Health anxiety is a common experience, as it affects about 5% of the population. If you feel embarrassed or ashamed, know that you’re not the only one struggling. Whether you’re seeking help for your health anxiety or for a loved one struggling with it, be assured that are many ways to manage and treat it.

Tips and Treatment

You’re here because the worrying has interrupted your life in some aspect. There are parts of life you may be missing out on due to the dysfunctional relationship you have with your physical health. If you’re tired of your health anxiety ruling your life and want to make a change, then you’re already on the right track.

Following some of these tips and treatment options can help you get your health anxiety under control:

Cognitive Behavioral Therapy (CBT)

If you find yourself dealing with cognitive distortions, such as catastrophizing, emotional reasoning, all-or-nothing thinking, or jumping to conclusions, CBT can be an effective treatment. These cognitive distortions likely stem from a dysfunctional core belief developed sometime earlier in life.

Study questions
1) Answer these questions from the health anxiety passage:
(a) Besides yourself, who does the passage say you might be seeking help for?
(b) Which four cognitive distortions does it name?
(c) Where do these distortions likely stem from?
2) Why does the health anxiety passage say that a reader who feels embarrassed or ashamed is not the only one struggling?

Supplied entries
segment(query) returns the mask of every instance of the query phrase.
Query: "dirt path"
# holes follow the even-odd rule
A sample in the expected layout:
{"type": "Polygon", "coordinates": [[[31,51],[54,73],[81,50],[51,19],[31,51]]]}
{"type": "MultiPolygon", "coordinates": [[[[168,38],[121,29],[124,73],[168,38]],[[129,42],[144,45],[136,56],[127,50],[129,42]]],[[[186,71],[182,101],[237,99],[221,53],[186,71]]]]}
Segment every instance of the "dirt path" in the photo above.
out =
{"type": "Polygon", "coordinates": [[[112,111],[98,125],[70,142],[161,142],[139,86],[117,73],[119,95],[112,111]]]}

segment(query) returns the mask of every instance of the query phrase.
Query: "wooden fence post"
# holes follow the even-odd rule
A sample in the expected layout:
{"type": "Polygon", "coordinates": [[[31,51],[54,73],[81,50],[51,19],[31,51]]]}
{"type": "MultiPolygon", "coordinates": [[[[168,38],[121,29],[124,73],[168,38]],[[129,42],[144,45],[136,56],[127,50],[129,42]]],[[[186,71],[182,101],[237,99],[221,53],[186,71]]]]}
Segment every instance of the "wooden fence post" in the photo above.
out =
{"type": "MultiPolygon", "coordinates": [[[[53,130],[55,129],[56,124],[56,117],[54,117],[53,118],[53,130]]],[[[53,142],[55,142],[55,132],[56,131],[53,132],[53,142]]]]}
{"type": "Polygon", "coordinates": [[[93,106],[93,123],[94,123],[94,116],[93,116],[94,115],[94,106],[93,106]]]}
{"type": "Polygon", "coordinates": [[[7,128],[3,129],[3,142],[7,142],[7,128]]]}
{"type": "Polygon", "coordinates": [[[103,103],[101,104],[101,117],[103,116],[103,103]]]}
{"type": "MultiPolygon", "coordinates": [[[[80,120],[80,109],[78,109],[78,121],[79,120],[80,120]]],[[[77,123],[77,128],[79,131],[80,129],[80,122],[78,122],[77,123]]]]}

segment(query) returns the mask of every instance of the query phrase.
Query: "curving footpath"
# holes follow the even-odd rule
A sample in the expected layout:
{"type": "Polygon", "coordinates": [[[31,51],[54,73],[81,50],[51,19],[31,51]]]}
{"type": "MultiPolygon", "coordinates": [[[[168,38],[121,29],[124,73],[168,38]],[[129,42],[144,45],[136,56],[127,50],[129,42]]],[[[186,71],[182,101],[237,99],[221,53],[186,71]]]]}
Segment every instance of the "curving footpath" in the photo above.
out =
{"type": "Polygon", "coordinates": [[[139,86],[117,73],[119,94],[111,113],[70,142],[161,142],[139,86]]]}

Answers to the exercise
1)
(a) A loved one struggling with health anxiety.
(b) Catastrophizing, emotional reasoning, all-or-nothing thinking, and jumping to conclusions.
(c) A dysfunctional core belief developed sometime earlier in life.

2) Health anxiety is a common experience, affecting about 5% of the population. A reader who struggles with it is therefore not alone.